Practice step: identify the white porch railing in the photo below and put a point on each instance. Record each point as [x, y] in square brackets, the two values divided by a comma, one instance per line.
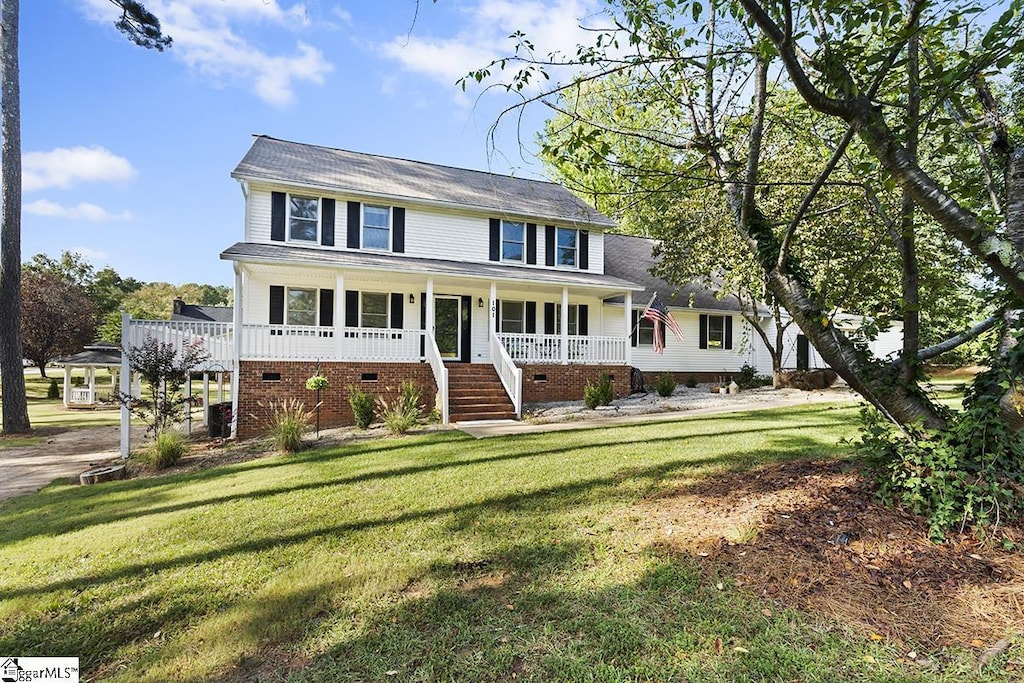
[510, 375]
[532, 348]
[293, 342]
[433, 355]
[217, 338]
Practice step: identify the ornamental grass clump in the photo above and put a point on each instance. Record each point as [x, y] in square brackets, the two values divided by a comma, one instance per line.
[403, 412]
[289, 421]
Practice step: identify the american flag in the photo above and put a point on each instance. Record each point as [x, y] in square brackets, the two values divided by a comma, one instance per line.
[657, 312]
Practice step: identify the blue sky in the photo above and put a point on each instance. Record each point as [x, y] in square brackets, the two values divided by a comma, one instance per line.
[127, 152]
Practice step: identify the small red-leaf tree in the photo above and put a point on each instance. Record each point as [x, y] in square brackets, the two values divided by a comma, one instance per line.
[57, 317]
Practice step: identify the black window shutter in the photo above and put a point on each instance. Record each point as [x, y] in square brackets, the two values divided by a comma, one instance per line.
[397, 312]
[327, 222]
[398, 239]
[496, 240]
[327, 308]
[276, 304]
[278, 216]
[351, 308]
[530, 328]
[354, 221]
[466, 323]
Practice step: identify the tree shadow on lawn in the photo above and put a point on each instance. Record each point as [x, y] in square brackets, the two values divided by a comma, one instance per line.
[55, 516]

+++

Problem to work on: Your job is to repeat every entry exactly, keeping all pictures out of the copy.

Result:
Practice step: identify the white porch railing in the photo below and put a point on each instance. Record each point as [x, y] in square brackets, the two values divided by a comma, one instance per line.
[510, 375]
[532, 348]
[293, 342]
[433, 355]
[217, 338]
Practice step: identify the ornamental grass clump in the photo above and put a point on each instance. Record each point as [x, y] in square brackets, the two values divided by a comma, one instance per line.
[403, 412]
[289, 421]
Practice step: identify the american flag in the photo above and put a point on each instance. Record each point as [x, y] in square brackets, the two values divided by a comma, one instance per line.
[657, 312]
Practice step: identify the blue sky in the photo above and put a point on each instance. Record each point as [x, y] in square brackets, the two values divided by a comma, one instance per line.
[127, 152]
Practice step: identify the small red-leaf tree in the photo above and put a point on each instance. Record each point as [x, y] in square brackets, the two values divided by a comma, one instance per line.
[57, 317]
Practice step: identify the black window shutter in the photo above and put a point on each instance. Record each point as [x, y] in square brackets, the two values divided by a comma, one instance per line.
[397, 312]
[327, 222]
[398, 239]
[496, 240]
[327, 308]
[276, 304]
[278, 216]
[351, 308]
[530, 328]
[354, 221]
[466, 323]
Practice step: identify the tree shadow on lawn in the photo above and put a point on each instance. Record each point as [x, y] in square brackets, the two values divided by a comma, one instance per line.
[55, 516]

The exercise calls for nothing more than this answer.